Work instruction: Transcribe every line of the records verbatim.

▬▬▬▬▬▬

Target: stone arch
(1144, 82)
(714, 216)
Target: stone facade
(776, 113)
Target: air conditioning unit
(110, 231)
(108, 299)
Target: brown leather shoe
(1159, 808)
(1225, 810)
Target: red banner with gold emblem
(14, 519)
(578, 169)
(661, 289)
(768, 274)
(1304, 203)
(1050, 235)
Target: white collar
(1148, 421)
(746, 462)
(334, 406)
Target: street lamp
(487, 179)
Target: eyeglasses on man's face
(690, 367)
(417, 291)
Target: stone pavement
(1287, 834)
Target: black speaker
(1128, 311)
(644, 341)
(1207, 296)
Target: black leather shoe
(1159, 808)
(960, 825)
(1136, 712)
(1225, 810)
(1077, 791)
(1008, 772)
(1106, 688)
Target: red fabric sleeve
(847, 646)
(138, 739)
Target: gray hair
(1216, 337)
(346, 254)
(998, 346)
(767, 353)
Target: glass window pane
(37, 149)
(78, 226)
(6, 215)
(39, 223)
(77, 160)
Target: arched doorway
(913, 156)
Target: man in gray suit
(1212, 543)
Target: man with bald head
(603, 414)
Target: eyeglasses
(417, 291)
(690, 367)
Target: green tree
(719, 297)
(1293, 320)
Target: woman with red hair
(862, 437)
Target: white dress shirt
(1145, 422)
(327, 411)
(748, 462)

▬▬▬▬▬▬

Response to this exercise:
Target: stone arch
(1144, 82)
(714, 216)
Target: stone facade
(776, 113)
Target: air conditioning unit
(110, 231)
(108, 299)
Target: brown leather shoe
(1159, 808)
(1225, 810)
Target: red banner with gold emblem
(14, 519)
(578, 169)
(661, 289)
(768, 274)
(1304, 203)
(1050, 235)
Target: white collar
(1148, 421)
(746, 462)
(334, 406)
Target: street lamp
(487, 179)
Target: eyeglasses on man's face
(690, 367)
(417, 291)
Target: stone pavement
(1287, 834)
Target: black speaker
(1128, 311)
(644, 341)
(1207, 296)
Target: black leather shoe
(1159, 808)
(960, 825)
(1136, 712)
(1225, 810)
(1077, 791)
(1008, 772)
(1106, 688)
Target: red fabric sleeve
(847, 646)
(138, 739)
Target: gray hair
(1216, 337)
(346, 254)
(998, 346)
(767, 353)
Target: glass window pane
(37, 149)
(78, 226)
(6, 215)
(39, 223)
(77, 160)
Target: arched doorway
(913, 156)
Target: man in gray suit
(1212, 543)
Target: man with bald head
(603, 414)
Target: eyeglasses
(417, 291)
(690, 367)
Target: green tree
(719, 297)
(1293, 320)
Target: woman with red hair
(862, 437)
Target: white dress shirt
(1145, 422)
(327, 411)
(748, 462)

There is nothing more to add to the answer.